Extrait:
◇ ◇ ◇ ◇ ◇ ◇ ◇

Les parties ont été régulièrement averties du jour de l'audience.
Ont été entendus au cours de l'audience publique :
- le rapport de Mme Valérie Petit, président-assesseur,
- les conclusions de M. Jean-Philippe Arruebo-Mannier, rapporteur public,
- les observations de Me G...C..., substituant Me F...H..., représentant la société Alcatel Lucent Submarine Networks.
Considérant ce qui suit :
1. M. D...a été recruté en octobre 1999 par la société Alcatel Lucent Submarine Networks (ALSN) en qualité d'opérateur de fabrication au sein de l'établissement situé à Calais. Il détient les mandats de délégué syndical de l'établissement, délégué syndical central, membre titulaire du comité d'établissement et du comité central d'entreprise, membre du comité européen et conseiller prud'homal. Par une décision du 9 septembre 2014, l'inspecteur du travail a refusé d'accorder l'autorisation de licenciement sollicitée par la société ALSN. Le ministre chargé du travail a ensuite implicitement rejeté le recours hiérarchique formé par la société contre cette décision. Par un jugement du 12 juillet 2017, le tribunal administratif de Lille, à la demande de la société ALSN, a annulé pour excès de pouvoir ces deux décisions. M. D...relève appel de ce jugement.

◇ ◇ ◇ ◇ ◇ ◇ ◇

Éléments issus d'une source de données:
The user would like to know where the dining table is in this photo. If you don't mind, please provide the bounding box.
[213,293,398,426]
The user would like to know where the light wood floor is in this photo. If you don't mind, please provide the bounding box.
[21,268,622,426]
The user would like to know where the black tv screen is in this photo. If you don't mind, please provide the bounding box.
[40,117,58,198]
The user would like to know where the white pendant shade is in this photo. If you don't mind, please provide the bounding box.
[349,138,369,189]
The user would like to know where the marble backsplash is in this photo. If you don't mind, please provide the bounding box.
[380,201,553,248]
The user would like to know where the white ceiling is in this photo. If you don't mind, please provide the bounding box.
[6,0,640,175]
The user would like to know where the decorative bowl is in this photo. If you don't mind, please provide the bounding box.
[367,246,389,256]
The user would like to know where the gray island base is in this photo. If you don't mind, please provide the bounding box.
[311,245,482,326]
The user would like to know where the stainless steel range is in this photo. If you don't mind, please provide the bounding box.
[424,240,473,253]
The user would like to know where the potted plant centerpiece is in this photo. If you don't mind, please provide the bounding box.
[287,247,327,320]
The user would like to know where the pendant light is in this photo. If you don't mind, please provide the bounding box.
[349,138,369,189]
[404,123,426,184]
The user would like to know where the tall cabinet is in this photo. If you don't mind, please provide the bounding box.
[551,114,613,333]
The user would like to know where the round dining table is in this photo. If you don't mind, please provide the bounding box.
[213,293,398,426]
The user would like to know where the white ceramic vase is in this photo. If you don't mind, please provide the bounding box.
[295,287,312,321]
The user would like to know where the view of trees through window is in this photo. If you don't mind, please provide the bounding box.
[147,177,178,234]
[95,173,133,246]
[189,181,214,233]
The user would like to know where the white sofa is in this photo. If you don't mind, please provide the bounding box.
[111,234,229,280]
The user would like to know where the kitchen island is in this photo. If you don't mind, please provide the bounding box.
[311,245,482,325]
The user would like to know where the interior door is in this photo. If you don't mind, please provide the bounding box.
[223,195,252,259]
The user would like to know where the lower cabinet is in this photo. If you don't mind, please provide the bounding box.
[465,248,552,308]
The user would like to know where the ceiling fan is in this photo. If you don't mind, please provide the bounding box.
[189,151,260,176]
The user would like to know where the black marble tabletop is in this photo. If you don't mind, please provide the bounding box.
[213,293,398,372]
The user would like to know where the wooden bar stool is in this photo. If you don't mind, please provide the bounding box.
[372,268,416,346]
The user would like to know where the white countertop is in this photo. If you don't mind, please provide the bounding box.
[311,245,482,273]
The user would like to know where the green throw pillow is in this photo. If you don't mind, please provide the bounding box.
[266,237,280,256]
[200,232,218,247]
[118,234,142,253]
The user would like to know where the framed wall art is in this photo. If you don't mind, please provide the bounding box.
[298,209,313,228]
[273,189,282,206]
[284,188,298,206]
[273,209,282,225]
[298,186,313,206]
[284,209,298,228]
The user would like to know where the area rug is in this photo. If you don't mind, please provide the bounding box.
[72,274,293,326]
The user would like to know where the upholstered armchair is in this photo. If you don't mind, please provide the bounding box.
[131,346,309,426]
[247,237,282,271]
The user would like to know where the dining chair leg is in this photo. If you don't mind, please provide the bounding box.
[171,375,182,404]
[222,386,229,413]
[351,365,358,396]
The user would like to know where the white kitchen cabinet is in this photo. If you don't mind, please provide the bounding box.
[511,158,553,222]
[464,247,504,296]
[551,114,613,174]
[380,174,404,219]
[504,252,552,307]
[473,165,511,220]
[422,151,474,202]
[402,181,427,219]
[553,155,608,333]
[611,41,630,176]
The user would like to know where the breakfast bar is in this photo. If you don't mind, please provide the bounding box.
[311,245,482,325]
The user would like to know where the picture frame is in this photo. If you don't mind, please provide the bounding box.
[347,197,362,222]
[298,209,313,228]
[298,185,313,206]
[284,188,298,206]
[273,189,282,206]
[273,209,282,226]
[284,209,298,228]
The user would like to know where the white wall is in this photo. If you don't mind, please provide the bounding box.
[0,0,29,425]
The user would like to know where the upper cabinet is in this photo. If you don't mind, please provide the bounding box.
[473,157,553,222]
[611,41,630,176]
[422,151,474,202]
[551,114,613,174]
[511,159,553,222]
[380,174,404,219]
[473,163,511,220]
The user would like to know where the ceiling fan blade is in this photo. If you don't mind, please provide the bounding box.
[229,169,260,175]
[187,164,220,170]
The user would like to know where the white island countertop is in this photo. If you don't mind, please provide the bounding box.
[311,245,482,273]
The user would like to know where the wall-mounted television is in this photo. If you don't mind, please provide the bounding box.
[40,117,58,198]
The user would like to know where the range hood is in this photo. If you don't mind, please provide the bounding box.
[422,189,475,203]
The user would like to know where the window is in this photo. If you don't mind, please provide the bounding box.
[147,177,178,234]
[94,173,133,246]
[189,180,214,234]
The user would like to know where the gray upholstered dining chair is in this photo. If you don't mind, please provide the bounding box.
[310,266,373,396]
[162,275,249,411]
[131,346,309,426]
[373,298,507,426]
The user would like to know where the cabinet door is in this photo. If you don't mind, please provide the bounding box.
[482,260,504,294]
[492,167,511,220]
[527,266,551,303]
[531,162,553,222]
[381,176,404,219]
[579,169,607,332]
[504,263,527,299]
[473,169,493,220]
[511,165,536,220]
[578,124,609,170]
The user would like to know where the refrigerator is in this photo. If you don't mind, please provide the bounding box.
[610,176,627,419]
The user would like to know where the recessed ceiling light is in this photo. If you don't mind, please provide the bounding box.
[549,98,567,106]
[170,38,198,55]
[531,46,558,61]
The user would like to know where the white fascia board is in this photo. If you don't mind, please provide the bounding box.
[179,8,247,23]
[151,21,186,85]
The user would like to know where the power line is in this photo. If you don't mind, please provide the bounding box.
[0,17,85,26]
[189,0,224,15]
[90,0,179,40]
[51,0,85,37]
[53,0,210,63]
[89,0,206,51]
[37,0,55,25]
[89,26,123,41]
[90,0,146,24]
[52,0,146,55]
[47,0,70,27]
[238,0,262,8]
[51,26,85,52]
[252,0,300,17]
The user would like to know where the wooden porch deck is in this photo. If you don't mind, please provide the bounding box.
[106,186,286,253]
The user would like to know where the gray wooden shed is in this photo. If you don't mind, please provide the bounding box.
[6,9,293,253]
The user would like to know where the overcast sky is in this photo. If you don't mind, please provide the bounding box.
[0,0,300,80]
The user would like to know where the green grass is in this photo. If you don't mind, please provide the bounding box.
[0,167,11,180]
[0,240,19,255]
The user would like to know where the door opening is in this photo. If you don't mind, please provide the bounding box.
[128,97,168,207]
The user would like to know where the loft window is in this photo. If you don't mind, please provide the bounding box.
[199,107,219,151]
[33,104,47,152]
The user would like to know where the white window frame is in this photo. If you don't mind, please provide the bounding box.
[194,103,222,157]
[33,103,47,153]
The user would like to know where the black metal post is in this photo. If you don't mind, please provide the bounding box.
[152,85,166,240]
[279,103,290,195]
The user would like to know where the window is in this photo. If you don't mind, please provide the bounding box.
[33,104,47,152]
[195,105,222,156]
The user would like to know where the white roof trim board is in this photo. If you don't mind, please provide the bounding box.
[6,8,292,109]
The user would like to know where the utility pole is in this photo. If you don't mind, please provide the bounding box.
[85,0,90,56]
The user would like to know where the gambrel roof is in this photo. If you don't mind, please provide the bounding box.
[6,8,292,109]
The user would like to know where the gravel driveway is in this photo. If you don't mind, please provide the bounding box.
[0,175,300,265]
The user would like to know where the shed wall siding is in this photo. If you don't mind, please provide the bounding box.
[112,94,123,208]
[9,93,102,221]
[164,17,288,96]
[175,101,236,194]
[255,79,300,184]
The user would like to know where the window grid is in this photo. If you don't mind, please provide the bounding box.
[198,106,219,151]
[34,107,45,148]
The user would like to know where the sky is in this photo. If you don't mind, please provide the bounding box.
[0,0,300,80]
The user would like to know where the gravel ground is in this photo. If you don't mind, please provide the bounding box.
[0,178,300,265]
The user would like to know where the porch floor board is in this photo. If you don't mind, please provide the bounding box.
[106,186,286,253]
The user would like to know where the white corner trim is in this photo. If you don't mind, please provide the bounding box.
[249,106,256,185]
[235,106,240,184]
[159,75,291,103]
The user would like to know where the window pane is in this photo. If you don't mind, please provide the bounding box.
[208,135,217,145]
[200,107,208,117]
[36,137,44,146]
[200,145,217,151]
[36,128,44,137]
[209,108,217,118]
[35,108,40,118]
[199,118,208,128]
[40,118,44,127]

◇ ◇ ◇ ◇ ◇ ◇ ◇

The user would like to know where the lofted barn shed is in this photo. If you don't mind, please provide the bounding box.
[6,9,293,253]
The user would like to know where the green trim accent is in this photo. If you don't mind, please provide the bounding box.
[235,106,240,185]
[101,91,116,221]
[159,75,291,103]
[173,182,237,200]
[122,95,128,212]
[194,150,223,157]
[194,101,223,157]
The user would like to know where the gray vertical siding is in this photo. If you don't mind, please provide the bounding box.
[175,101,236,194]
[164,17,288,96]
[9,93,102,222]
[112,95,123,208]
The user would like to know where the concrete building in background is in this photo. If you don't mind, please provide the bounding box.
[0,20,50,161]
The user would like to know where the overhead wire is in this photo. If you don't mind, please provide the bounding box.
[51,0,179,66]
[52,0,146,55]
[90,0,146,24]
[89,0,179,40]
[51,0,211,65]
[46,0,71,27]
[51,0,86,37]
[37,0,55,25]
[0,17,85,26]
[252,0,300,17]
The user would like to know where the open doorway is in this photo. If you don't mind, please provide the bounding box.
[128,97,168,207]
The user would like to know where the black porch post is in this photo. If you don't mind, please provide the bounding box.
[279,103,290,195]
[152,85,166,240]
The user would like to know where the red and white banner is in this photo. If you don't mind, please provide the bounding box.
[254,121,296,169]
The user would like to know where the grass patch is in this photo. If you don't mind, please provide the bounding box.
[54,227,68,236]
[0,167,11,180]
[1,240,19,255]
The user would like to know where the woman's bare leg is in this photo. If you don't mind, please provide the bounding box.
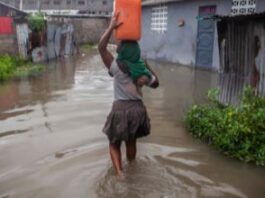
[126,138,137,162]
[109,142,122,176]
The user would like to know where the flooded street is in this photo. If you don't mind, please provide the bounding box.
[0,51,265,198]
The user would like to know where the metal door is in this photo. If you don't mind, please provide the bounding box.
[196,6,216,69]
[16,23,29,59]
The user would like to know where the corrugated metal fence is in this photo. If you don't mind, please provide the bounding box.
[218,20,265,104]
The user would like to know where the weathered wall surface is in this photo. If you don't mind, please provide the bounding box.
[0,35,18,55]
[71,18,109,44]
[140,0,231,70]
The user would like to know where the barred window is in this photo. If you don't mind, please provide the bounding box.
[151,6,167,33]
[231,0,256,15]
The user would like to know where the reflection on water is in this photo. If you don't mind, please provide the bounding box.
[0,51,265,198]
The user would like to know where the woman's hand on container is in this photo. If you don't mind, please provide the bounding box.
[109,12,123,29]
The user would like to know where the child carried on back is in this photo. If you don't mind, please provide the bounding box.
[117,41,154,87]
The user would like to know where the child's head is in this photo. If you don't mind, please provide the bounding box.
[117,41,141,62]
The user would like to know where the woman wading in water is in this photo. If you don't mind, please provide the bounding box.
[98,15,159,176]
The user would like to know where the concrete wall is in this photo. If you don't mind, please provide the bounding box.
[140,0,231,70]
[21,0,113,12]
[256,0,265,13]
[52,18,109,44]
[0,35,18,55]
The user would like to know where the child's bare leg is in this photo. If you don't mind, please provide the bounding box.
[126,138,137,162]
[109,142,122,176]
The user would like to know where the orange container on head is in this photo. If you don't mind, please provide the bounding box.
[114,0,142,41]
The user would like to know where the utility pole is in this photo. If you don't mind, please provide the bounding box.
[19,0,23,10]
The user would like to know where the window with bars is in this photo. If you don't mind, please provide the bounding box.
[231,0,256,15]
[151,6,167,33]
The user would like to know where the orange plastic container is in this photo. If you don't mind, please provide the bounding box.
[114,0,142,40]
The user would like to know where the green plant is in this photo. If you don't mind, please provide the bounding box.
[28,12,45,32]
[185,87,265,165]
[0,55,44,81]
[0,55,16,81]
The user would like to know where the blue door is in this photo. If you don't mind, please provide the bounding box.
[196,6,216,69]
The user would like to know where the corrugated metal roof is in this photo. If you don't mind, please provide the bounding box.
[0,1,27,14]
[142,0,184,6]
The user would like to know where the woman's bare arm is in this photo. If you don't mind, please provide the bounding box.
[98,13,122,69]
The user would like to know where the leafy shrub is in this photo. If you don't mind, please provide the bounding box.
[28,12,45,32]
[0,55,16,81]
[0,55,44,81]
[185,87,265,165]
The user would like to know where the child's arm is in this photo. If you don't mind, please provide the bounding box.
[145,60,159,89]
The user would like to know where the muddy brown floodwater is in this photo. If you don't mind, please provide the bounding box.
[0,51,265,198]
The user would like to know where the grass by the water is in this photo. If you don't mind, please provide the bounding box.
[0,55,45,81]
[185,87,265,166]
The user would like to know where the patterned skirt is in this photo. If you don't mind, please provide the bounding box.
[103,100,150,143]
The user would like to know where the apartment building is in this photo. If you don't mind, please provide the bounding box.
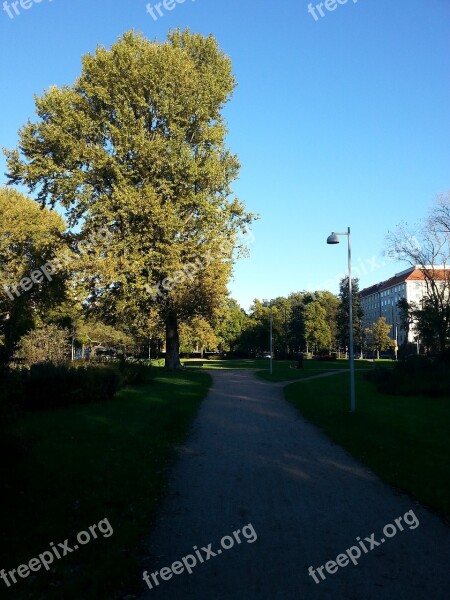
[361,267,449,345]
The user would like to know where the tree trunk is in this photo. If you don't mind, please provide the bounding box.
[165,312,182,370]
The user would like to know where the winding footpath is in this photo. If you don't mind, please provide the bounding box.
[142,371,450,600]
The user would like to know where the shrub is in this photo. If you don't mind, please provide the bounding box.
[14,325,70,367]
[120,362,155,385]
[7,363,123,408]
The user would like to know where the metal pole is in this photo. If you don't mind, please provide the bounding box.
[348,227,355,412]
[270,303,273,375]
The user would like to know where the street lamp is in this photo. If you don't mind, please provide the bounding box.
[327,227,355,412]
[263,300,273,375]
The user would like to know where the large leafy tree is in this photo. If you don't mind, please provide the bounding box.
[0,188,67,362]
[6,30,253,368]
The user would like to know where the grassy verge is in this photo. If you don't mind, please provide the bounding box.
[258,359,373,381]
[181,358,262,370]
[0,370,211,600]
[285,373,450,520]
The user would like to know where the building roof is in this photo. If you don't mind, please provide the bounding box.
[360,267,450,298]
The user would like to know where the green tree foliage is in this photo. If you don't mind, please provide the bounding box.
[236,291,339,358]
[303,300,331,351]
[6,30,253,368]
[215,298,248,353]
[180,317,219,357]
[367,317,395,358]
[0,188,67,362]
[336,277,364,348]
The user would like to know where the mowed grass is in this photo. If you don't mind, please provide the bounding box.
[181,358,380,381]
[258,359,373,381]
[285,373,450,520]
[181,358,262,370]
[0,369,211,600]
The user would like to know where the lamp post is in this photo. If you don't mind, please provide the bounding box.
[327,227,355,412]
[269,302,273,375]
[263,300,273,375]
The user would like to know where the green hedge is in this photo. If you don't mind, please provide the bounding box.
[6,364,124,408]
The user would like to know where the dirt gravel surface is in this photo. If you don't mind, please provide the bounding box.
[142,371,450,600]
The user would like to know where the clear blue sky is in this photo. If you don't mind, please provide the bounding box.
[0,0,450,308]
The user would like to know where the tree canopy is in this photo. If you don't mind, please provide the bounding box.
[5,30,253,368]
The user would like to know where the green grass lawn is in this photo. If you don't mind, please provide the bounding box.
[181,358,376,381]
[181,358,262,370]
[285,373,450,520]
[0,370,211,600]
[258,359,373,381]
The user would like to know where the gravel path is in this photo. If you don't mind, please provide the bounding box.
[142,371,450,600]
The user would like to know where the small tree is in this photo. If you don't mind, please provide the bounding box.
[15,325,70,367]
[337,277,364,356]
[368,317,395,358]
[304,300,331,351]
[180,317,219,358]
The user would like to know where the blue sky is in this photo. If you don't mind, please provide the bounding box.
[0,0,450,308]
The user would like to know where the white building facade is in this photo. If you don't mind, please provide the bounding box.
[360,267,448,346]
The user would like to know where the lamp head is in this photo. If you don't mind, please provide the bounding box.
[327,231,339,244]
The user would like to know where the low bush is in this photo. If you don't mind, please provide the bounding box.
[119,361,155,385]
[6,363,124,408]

◇ ◇ ◇ ◇ ◇ ◇ ◇

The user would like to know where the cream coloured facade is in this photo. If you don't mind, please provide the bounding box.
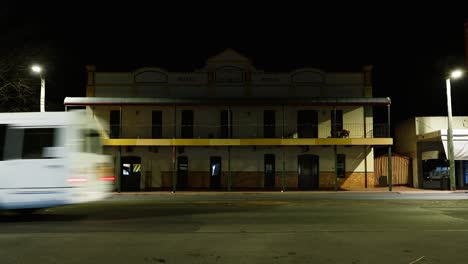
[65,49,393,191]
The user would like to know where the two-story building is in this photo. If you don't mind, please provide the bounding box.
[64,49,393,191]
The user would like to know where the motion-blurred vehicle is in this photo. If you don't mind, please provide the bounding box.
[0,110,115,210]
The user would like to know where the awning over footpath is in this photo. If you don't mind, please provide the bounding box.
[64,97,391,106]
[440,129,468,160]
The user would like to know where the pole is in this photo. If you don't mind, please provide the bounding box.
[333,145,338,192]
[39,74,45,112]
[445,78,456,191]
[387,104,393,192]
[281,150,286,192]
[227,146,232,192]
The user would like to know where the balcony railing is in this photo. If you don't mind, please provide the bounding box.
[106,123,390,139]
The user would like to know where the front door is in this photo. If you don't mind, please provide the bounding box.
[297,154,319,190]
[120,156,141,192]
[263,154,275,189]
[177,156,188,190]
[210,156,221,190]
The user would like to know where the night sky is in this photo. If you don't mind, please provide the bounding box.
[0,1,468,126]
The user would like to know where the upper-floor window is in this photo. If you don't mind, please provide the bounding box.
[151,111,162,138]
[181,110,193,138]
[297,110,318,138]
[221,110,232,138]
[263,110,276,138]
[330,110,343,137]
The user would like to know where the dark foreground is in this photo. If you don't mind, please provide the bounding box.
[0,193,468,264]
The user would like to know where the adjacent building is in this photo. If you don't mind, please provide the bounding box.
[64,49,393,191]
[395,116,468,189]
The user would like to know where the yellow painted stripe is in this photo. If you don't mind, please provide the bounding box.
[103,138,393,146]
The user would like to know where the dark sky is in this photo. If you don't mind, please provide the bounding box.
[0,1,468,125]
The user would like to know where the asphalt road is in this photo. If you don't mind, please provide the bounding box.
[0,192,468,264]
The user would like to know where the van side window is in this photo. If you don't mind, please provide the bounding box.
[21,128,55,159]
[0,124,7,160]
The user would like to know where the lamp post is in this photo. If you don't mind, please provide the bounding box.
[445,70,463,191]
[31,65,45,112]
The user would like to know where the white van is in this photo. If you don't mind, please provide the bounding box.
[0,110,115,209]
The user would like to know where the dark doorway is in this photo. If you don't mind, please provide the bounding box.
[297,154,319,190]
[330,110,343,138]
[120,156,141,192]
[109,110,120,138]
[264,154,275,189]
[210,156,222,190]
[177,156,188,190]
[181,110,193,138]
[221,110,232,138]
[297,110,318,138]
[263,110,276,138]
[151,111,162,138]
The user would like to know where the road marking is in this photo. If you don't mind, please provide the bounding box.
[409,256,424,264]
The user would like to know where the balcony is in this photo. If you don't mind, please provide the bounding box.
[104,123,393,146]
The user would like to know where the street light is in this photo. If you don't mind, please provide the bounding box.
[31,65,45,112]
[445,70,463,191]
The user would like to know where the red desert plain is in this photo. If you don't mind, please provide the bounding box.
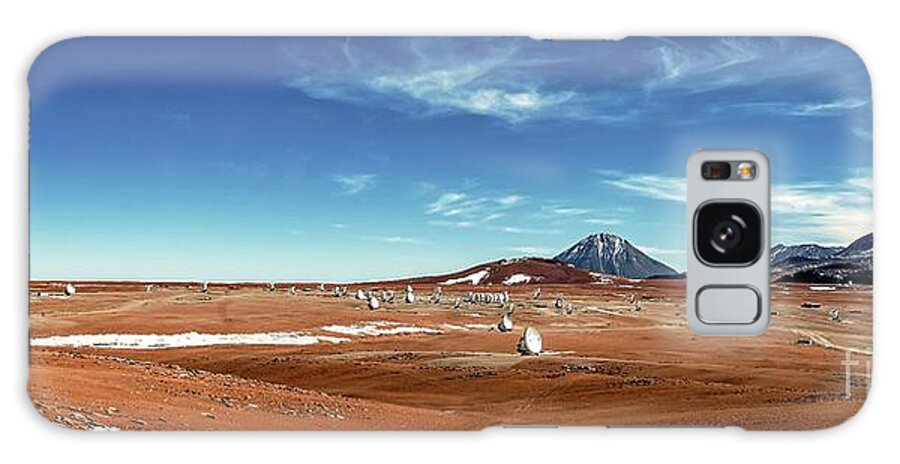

◇ ◇ ◇ ◇ ◇ ◇ ◇

Travail à faire:
1) D'après l'extrait, quel tribunal a annulé pour excès de pouvoir les deux décisions ?
2) Dans le listing, remplace "gray island base" par "grey kitchen island" dans la partie qui commence à la ligne contenant "The user would like to know where the gray island" et se termine à la ligne contenant "[311,245,482,326]", puis donne uniquement ces lignes.
L'extrait et le listing ne proviennent pas de la même source.

Liste des réponses:
1) Le tribunal administratif de Lille.

2)
The user would like to know where the grey kitchen island is in this photo. If you don't mind, please provide the bounding box.
[311,245,482,326]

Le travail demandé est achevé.